[[ Source text, beginning ]]

Dear Christians,
Stop being nice.
P.S. Niceness is meretricious. It is self-congratulatory unkindness. It masquerades as aromatic fruit of the Spirit, but is inspired by the insipid fumes of Gehenna. Niceness is a secret handshake with the world conceding the point that all this Jesus stuff doesn't much matter in the end. Its eschatological aim is a world where everyone holds hands and gets along because no one worships Jesus.
Romans 11:22
Note then the kindness and the severity of God: severity toward those who have fallen, but God's kindness to you, provided you continue in his kindness. Otherwise you too will be cut off.
God is kind, not nice.
Nice is optional. It is pleasant and will not ruffle any feathers, but because it refuses to mix it up, it cannot save. It cannot atone for sins because it attempts to cover them by refusing to count them. What sin? No sin to see here! How nice! How pleasant. A judgment free zone. Heaven on earth.
But there is not dust or sweat or blood in any of it. It cannot atone for sin because it will not die. When you remove the hills worth dying on, you aren't left with peaks of joy, but only valleys of despair -- dark places where everyone smiles and everyone dies outside of God's favor.
Don't sleep on God's severity. It isn't nice either. More obviously so I suppose, but nevertheless worth pointing out. If niceness were godliness, then one could accuse God of acting out of character when He is severe. But wisdom takes note of God's kindness and His severity. He is not nice. Nice would never be so kind as to die for someone. Nice would not require anyone to die for anything.

[[ Source text, end ]]
[[ Data extract, beginning ]]

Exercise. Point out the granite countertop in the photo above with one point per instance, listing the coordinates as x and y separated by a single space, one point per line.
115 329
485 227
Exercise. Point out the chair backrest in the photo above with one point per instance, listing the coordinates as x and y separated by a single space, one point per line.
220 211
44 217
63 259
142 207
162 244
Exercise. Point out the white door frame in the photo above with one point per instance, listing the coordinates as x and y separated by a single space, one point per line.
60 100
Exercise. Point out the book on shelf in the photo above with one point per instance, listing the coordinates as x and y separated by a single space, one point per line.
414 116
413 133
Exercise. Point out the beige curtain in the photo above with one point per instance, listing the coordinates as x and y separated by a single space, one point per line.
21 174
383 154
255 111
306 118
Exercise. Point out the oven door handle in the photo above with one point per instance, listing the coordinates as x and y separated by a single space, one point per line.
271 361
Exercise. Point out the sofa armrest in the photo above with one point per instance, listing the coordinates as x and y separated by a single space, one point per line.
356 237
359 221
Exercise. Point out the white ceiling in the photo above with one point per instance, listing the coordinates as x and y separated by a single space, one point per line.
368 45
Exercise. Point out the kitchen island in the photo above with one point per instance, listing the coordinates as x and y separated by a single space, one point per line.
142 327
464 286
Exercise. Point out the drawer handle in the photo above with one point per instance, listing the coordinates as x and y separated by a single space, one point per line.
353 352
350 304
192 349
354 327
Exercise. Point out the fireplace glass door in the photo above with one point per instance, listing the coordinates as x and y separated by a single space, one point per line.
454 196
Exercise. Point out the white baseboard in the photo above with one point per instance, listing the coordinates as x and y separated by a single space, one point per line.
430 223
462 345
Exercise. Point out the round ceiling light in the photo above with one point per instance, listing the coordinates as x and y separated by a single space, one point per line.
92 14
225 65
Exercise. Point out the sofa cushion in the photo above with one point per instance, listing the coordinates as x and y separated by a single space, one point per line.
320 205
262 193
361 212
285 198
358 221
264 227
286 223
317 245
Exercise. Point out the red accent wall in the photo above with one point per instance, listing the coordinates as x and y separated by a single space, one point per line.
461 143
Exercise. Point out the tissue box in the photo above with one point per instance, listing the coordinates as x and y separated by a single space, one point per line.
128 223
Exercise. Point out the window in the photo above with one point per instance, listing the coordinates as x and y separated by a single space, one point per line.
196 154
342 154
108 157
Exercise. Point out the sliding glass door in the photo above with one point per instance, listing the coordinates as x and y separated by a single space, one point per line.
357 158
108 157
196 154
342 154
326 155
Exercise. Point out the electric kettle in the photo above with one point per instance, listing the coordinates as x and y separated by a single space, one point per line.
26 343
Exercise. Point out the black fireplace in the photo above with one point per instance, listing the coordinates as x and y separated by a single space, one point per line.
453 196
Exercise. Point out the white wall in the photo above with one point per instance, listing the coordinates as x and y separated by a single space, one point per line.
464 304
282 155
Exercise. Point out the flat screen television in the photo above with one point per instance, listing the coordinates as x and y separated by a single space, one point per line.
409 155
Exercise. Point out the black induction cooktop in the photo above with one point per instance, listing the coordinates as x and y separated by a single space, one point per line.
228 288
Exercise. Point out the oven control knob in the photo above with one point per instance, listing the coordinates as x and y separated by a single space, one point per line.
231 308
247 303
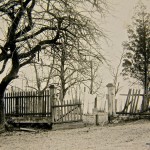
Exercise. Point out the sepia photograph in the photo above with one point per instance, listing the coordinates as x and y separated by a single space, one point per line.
74 74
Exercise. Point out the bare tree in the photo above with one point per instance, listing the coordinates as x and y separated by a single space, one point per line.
28 24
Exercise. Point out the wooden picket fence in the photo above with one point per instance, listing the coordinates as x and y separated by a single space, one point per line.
20 104
134 103
67 111
40 107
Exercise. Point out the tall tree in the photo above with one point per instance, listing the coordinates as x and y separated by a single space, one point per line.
32 26
137 49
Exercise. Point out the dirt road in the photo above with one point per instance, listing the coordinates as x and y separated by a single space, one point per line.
129 136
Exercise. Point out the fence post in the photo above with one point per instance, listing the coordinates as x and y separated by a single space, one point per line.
17 107
96 116
52 102
111 101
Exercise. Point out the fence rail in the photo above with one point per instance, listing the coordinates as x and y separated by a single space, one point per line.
27 103
67 111
31 105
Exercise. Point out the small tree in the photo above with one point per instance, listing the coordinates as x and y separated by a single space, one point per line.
137 49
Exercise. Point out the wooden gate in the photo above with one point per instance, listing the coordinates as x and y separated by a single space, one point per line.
32 107
67 111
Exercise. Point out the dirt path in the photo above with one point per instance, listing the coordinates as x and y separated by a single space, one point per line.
131 136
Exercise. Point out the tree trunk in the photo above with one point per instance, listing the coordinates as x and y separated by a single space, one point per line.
2 115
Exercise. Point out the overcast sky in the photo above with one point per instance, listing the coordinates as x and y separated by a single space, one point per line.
116 28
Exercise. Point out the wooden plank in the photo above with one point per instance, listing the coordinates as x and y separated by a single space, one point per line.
127 102
135 102
132 100
65 118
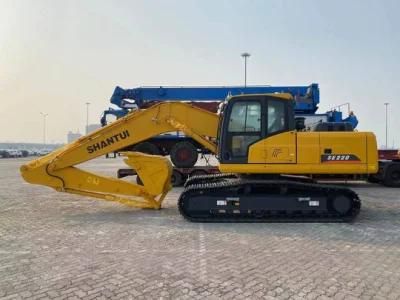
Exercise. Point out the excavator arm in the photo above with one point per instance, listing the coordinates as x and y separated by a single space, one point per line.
59 169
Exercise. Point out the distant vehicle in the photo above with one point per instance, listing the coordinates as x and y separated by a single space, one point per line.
4 153
43 152
14 153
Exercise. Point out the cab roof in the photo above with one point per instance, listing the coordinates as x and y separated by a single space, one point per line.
285 96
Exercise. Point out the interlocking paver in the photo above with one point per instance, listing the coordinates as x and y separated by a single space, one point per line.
61 246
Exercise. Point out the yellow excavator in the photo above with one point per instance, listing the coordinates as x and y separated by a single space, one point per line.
257 145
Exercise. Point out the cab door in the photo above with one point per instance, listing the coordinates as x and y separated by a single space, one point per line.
242 127
280 141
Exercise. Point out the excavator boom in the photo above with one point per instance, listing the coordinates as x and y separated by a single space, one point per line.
58 169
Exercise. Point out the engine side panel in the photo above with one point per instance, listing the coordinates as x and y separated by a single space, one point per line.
311 153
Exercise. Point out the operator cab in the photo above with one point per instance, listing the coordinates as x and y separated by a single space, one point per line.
248 119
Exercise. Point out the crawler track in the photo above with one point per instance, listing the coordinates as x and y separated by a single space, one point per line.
227 198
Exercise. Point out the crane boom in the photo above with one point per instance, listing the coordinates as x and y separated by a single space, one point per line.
58 169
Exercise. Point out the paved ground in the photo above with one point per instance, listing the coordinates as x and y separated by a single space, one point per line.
55 245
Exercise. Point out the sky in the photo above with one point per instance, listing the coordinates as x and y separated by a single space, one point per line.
57 55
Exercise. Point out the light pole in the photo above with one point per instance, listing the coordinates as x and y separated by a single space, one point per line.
44 126
245 55
386 106
87 117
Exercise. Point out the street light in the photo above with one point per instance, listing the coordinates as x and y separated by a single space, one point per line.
87 117
44 126
245 55
386 106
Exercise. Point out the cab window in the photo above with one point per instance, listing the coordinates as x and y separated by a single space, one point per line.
245 117
244 127
276 117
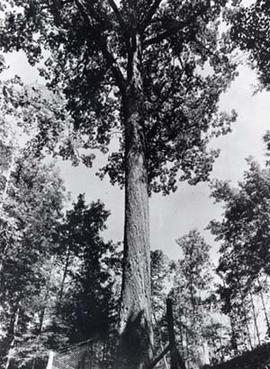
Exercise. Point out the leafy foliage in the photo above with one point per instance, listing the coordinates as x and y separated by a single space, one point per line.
91 48
87 306
251 32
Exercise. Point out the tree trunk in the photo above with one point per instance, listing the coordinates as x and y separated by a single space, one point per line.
264 308
135 317
255 320
11 334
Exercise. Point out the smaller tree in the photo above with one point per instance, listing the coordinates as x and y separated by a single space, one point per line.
191 289
87 305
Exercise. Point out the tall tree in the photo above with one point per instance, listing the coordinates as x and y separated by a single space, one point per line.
244 253
251 33
134 67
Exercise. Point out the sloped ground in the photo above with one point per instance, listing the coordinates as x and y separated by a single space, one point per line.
258 358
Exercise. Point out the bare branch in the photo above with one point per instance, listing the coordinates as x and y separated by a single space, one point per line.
118 15
112 63
149 15
173 29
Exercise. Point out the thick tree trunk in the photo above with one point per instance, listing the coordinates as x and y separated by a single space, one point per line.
11 335
255 320
264 307
135 317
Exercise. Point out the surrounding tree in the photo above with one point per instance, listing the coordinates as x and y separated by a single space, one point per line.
150 71
244 261
191 289
251 33
87 305
29 216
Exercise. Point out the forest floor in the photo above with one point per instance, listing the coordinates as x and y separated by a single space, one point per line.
258 358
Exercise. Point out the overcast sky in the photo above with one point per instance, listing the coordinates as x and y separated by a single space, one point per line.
190 207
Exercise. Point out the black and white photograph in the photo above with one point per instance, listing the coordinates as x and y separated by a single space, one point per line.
134 184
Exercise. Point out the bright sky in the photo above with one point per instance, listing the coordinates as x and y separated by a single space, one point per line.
190 207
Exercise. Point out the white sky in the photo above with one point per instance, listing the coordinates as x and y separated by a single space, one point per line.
190 207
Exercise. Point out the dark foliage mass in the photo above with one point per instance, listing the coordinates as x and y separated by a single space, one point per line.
251 32
183 70
255 359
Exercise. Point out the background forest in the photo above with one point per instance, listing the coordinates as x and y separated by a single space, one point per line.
60 277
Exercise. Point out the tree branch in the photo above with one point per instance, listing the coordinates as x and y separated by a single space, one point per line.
112 63
150 13
177 26
118 15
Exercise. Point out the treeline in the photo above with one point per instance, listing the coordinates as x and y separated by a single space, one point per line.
61 281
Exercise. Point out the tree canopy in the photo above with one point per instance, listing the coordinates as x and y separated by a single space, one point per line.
90 47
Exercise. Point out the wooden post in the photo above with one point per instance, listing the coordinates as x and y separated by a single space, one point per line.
176 359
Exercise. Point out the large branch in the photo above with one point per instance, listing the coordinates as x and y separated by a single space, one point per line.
176 27
112 63
149 15
118 15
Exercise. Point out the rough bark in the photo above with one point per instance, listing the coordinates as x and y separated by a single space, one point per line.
176 359
11 335
135 317
255 320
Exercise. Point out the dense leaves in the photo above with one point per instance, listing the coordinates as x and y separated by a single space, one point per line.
184 68
251 32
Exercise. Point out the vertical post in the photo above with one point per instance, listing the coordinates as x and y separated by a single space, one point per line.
176 359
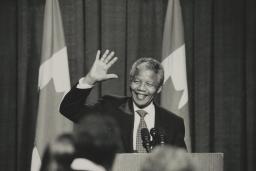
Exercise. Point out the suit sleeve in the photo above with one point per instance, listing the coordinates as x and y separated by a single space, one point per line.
72 105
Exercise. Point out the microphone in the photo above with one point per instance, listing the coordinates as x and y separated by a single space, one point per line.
155 134
161 137
145 136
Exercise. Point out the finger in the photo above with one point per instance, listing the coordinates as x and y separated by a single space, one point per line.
104 55
111 76
109 57
111 62
98 55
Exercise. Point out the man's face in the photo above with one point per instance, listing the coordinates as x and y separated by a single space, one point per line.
144 86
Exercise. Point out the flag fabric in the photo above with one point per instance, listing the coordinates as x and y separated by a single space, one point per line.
53 83
174 96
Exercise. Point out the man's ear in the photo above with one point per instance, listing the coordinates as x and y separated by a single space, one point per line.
159 89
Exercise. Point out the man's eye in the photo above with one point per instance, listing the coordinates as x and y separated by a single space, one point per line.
150 84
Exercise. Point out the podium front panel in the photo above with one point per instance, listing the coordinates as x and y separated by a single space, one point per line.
133 161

[[ Data extract, end ]]

### Tasks to complete:
• A. Reproduce the part of the letter on niceness starting at "P.S. Niceness is" and ending at "one worships Jesus.".
• B. Quote every sentence in the letter on niceness whose first word is "Nice" or "Niceness".

### Per-task outputs:
• A.
P.S. Niceness is meretricious. It is self-congratulatory unkindness. It masquerades as aromatic fruit of the Spirit, but is inspired by the insipid fumes of Gehenna. Niceness is a secret handshake with the world conceding the point that all this Jesus stuff doesn't much matter in the end. Its eschatological aim is a world where everyone holds hands and gets along because no one worships Jesus.

• B.
- Niceness is meretricious.
- Niceness is a secret handshake with the world conceding the point that all this Jesus stuff doesn't much matter in the end.
- Nice is optional.
- Nice would never be so kind as to die for someone.
- Nice would not require anyone to die for anything.